═══ EXERCISE INPUTS ═══

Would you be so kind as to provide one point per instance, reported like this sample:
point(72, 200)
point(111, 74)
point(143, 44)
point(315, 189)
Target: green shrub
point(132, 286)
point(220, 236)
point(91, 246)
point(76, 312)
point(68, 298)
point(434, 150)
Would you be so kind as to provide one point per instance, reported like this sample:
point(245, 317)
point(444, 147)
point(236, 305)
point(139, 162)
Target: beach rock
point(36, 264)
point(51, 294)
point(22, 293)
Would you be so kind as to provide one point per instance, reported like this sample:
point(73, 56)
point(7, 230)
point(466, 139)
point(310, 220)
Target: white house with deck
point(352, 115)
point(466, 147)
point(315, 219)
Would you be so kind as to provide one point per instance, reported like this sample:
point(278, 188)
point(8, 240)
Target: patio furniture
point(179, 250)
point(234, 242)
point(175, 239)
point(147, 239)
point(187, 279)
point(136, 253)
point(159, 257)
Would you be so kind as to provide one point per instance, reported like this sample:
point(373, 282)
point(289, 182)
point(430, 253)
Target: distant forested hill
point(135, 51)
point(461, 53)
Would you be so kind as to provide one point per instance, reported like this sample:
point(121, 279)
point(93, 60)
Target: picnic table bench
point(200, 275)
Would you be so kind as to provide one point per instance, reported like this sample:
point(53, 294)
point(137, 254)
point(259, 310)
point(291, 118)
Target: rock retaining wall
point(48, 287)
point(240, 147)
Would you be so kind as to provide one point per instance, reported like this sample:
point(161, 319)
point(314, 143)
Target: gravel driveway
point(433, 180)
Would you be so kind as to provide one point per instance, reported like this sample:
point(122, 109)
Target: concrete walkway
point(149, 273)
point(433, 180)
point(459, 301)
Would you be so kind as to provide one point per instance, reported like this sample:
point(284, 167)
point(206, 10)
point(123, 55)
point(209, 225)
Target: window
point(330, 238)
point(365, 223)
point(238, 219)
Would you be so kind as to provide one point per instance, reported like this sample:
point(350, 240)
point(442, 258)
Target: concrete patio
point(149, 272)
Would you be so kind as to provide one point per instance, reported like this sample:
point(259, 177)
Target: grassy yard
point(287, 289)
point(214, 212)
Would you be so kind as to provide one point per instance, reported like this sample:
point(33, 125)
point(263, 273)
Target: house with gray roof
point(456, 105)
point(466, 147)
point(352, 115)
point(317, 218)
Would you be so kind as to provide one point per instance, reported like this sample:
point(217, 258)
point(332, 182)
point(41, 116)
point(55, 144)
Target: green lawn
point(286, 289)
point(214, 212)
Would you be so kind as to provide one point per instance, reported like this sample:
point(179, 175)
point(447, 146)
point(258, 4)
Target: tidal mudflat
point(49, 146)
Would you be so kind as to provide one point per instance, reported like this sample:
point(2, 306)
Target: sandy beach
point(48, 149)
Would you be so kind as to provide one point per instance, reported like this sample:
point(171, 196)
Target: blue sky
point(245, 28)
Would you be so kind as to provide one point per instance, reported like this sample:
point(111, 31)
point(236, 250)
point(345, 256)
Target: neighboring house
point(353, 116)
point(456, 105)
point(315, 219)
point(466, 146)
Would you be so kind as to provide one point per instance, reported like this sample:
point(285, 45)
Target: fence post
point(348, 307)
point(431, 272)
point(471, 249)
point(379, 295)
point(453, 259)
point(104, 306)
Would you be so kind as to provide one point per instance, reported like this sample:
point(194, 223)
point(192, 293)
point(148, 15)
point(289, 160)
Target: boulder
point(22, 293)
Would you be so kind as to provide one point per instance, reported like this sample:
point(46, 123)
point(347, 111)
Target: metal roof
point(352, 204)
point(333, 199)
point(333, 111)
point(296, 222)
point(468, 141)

═══
═══ EXERCISE INPUTS ═══

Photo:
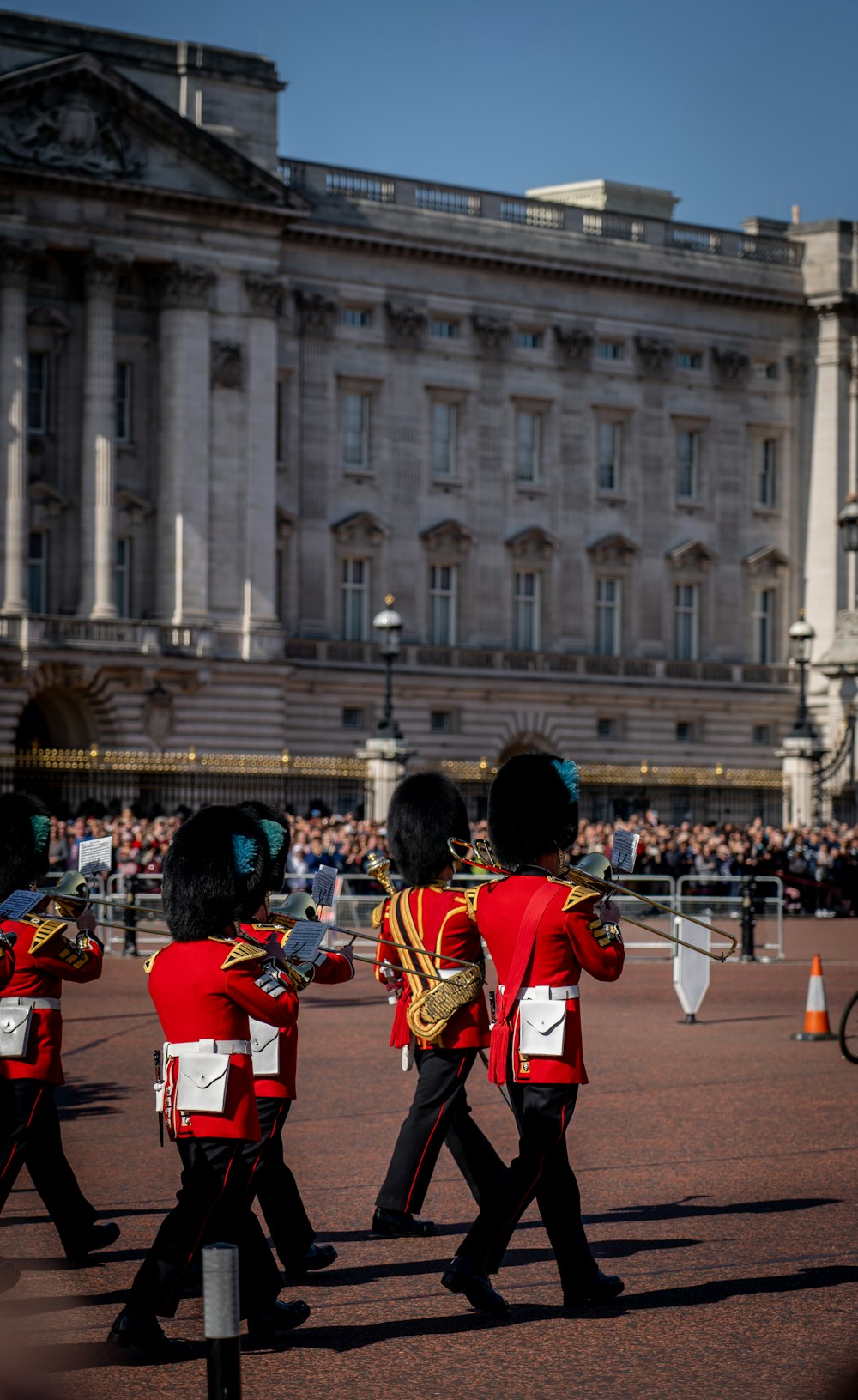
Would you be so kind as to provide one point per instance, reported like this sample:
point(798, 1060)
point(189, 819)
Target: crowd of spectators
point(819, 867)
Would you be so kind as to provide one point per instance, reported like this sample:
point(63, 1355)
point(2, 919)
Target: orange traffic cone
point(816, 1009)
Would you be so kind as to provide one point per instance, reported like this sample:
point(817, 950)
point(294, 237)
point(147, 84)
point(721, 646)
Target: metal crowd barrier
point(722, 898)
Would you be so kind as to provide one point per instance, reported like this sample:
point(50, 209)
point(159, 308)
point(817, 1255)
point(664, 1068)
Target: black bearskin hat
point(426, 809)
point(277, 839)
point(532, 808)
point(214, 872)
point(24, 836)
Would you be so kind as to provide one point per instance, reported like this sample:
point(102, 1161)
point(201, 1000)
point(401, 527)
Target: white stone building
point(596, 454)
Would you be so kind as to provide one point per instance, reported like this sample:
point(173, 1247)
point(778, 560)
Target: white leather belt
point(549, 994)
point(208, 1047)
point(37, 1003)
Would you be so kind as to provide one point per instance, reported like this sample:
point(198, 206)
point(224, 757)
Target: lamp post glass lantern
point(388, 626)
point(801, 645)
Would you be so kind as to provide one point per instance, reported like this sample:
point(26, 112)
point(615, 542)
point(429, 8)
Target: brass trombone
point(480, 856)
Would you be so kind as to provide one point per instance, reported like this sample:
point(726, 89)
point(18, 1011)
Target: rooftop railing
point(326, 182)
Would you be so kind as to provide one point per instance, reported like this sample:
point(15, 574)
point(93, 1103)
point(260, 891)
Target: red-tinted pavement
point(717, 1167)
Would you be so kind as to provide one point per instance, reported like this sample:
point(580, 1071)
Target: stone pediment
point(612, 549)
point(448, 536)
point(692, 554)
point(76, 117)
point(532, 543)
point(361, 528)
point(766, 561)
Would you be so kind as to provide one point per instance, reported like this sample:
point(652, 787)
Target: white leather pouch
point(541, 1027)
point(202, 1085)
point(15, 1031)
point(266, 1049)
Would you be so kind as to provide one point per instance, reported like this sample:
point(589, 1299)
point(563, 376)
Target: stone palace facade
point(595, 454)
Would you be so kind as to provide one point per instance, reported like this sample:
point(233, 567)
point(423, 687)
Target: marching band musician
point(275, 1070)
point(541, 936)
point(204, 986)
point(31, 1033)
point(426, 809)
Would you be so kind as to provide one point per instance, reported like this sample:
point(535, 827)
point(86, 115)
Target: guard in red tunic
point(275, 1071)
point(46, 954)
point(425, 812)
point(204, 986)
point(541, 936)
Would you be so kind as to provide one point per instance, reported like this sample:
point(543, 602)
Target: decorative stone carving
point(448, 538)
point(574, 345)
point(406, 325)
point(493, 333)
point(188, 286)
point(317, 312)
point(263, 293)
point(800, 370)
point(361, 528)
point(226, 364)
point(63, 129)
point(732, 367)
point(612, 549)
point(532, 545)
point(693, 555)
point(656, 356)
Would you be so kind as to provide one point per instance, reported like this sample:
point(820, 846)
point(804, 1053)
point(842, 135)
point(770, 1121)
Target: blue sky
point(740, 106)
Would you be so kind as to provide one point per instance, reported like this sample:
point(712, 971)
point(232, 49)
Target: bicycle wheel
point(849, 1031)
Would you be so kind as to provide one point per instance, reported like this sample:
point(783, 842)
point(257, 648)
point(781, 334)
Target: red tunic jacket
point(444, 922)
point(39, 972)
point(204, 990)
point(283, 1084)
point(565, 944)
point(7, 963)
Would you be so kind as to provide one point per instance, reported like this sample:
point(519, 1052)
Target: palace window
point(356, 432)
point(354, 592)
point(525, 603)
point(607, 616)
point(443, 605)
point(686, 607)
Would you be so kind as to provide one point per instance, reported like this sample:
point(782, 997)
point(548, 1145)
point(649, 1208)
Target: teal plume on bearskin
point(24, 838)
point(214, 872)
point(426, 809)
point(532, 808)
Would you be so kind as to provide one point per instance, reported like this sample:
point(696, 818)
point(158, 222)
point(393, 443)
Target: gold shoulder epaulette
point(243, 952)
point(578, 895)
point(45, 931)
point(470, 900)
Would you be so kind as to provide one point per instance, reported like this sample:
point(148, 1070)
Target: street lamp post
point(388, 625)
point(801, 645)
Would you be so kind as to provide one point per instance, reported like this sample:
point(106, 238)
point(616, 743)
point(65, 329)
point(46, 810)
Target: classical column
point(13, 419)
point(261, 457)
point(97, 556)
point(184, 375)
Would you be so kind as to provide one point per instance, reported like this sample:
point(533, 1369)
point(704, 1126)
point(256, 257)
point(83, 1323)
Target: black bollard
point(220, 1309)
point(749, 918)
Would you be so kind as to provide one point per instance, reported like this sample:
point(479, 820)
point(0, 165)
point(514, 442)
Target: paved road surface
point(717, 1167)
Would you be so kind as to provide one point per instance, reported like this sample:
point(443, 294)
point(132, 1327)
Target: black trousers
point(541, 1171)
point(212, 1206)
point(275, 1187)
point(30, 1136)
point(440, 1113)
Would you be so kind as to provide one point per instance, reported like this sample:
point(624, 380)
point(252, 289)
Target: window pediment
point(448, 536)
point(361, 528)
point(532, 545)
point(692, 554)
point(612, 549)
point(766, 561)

═══
═══ EXERCISE INPUTS ═══

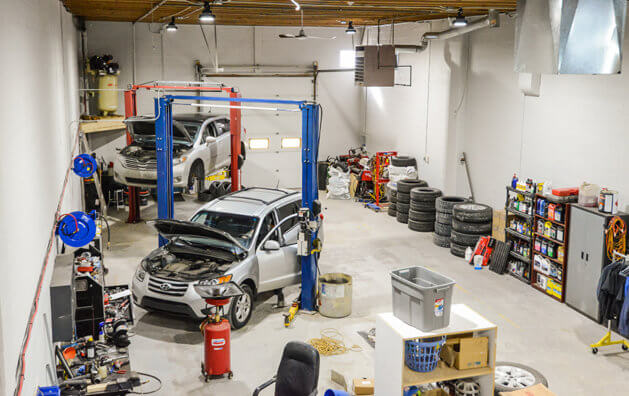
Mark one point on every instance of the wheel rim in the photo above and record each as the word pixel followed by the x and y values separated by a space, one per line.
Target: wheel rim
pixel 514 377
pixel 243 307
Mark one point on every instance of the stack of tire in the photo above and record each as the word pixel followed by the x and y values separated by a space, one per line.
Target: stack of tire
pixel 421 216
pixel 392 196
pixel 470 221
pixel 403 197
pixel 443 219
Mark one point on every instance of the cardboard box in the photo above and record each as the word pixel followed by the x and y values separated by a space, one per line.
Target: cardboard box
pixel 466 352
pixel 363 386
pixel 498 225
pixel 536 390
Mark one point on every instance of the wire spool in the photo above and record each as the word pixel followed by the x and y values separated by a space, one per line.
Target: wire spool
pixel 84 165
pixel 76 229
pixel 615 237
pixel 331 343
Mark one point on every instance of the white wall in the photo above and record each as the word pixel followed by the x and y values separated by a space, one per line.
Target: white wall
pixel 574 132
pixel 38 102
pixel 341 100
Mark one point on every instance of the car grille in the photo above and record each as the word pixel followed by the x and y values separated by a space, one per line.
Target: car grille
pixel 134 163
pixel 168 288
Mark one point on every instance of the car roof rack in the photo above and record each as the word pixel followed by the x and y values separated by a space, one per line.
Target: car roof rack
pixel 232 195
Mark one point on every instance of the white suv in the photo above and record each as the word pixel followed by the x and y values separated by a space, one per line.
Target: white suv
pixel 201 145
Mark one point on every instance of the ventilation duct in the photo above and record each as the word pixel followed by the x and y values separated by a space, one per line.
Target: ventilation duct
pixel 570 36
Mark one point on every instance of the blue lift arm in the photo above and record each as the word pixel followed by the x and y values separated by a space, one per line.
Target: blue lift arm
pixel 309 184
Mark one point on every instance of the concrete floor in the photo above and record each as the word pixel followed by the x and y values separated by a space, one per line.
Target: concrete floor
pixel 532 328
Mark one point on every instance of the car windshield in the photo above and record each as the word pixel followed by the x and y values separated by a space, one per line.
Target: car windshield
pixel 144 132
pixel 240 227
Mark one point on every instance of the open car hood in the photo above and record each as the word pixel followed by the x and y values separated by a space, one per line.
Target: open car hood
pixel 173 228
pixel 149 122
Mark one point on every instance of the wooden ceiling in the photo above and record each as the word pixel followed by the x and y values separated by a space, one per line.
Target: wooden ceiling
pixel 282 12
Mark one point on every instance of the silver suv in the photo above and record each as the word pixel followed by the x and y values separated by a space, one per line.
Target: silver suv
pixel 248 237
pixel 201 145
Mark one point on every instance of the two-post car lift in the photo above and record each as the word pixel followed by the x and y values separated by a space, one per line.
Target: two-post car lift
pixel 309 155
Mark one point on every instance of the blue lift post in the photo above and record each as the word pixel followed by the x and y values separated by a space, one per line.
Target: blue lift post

═══

> _GOAL_
Tally the lines of the items above that contain the string "leather", treating uppercase and lowercase as distinct. Give only the resulting number.

> _WRITTEN REPLY_
2